▸ Exercise aim: Please repeat the lines of the material below exactly, starting with the one that contains "Bet you can't find the letter" and ending with the last.

-----

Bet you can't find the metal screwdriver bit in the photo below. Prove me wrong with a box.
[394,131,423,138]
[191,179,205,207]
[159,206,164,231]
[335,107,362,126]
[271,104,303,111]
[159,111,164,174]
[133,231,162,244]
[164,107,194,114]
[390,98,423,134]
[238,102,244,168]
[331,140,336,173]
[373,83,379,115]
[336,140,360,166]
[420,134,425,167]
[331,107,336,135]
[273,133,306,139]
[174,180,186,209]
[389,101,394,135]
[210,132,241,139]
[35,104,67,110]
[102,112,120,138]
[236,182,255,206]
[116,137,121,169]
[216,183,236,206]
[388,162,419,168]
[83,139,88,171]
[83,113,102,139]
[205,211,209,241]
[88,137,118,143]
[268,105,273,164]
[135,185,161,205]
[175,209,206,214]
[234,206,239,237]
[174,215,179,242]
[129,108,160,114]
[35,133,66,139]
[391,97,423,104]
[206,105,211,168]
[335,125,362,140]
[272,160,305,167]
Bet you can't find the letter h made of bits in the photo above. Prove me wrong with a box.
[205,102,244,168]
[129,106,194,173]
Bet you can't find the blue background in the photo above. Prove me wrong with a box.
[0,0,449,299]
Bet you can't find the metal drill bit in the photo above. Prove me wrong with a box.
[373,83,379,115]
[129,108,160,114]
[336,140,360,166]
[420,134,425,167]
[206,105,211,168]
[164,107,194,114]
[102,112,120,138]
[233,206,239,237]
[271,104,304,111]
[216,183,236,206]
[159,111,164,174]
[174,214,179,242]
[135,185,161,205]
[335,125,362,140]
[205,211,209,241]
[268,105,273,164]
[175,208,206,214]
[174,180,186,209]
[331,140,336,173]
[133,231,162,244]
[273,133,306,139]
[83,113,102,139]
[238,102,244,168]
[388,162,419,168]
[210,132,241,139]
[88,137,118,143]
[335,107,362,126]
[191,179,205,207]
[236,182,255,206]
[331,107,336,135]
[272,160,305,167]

-----

▸ Solution:
Bet you can't find the letter h made of bits in the photo above. Prove me wrong with a box.
[205,102,244,168]
[129,106,194,173]
Bet you can't find the blue background in the photo above. Prove me wrong with a box.
[0,0,449,299]
Bet you can't find the metal drill bit in the photo above. Prove me wrong with a box.
[373,83,379,115]
[129,108,160,114]
[336,140,360,166]
[420,134,425,167]
[206,105,211,168]
[164,107,194,114]
[102,112,120,138]
[233,206,239,237]
[271,104,304,111]
[216,183,236,206]
[159,111,164,174]
[174,214,179,242]
[135,185,161,205]
[335,125,362,140]
[205,211,209,241]
[268,105,273,164]
[175,208,206,214]
[174,180,186,209]
[331,140,336,173]
[133,231,162,244]
[273,133,306,139]
[83,113,102,139]
[238,102,244,168]
[388,162,419,168]
[210,132,241,139]
[88,137,118,143]
[335,107,362,126]
[191,179,205,207]
[236,182,255,206]
[331,107,336,135]
[272,160,305,167]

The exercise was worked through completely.